RE: Proposed changes to Moki - External Resources Test from Jo Rabin on 2007-07-30 (public-mobileok-checker@w3.org from July 2007)

From: Jo Rabin <jrabin@mtld.mobi>
Date: Tue, 31 Jul 2007 00:35:16 +0100
To: "Sean Owen" <srowen@google.com>
Cc: "public-mobileok-checker" <public-mobileok-checker@w3.org>
Message-ID: <C8FFD98530207F40BD8D2CAD608B50B4552666@mtldsvr01.DotMobi.local>
I'm not sure we are on exactly the same wavelength here as I don't think
that we are all that worried about unidentified content types. And I
don't think that we are going very far down the "too general" route
really.

The issue wrt to images at least is that when presented with an IMG or
OBJECT element one does not know what the content type is in advance of
retrieving it. So one must retrieve it and construct an appropriate
object depending on the image type. If the image type is not one we are
interested in then we should construct an "unknown" image object to hold
at least the content type for later inspection. 

Reporting where the references to images are found does seem like it is
important for a 1.0 implementation, especially when those images are
being retrieved as a result of a stylesheet which itself might be
imported from another stylesheet. Without that information I think
developers are likely to be very lost when they see results referring to
images they have never heard of and won't find in the primary resource.

Jo
 

> -----Original Message-----
> From: Sean Owen [mailto:srowen@google.com]
> Sent: 30 July 2007 23:34
> To: Jo Rabin
> Cc: public-mobileok-checker
> Subject: Re: Proposed changes to Moki - External Resources Test
> 
> My general reaction is that this is getting too complicated -- for
> version 1.0 at the very least. Retrieve images, examine their
> Content-Type. If missing, assume it's not a supported image. If
> present and it's GIF or JPEG, great, parse it. If it's something else,
> assume it's not supported.
> 
> I strongly believe we need to favor simple solutions that solves the
> problem of "implement mobileOK Basic 1.0" first. It's good to develop
> this into a more general platform for evaluating a web resource but we
> haven't quite signed on for that just yet. At the moment scope and
> complexity appears to be outpacing progress towards an implementation.

### Supplied material:
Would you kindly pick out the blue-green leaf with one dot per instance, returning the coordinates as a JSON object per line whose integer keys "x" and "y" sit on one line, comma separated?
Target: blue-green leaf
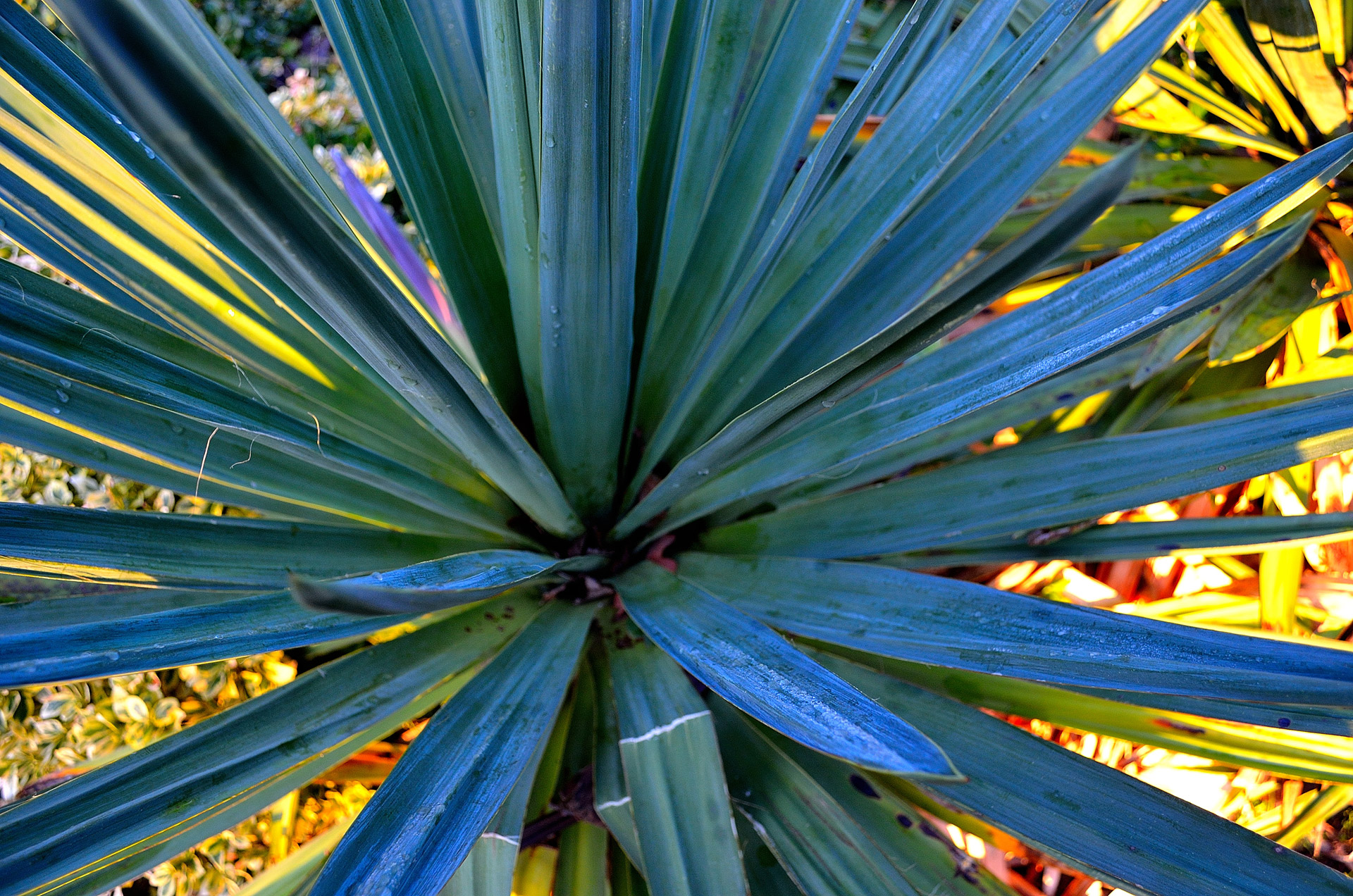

### Stated goal 1:
According to the Moki message, what should be constructed when an image type is not one of interest?
### Stated goal 2:
In the Moki message, list every header field name shown in the quoted original message from Sean Owen.
### Stated goal 3:
Continue the Moki message from the point where the quoted text stops.

### Exercise result 1:
An "unknown" image object that holds at least the content type for later inspection.

### Exercise result 2:
From, Sent, To, Cc, Subject

### Exercise result 3:
> This particular issue -- unidentified content types -- feels
> corner-case-ish to me. I am happy for version 1.0 to go out with a
> crude reaction to this situation as long as it's handling the 99% of
> other cases usefully. And then this can be tackled.
> 
> On 7/25/07, Jo Rabin <jrabin@mtld.mobi> wrote:
> >
> >
> >
> >
> > Hi Laura
> >
> >
> >
> > Sorry about taking a long time to get back, you ask good questions!
Some
> > thoughts.
> >
> >
> >
> > We should include all resources pointed to by img tags. I noticed in
the
> > preprocess method that the checker seems to want to assess content
type
> by
> > looking for the file extension. But that is really not right at all.
> It's
> > not necessarily the case that images will have a file extension, and
> even
> > when they do, it's an error to infer the content type from them -
see
> e.g.
> > [1] and [2] which make it clear that the resource must be retrieved
and
> its
> > Content-Type header examined in order to determine its type.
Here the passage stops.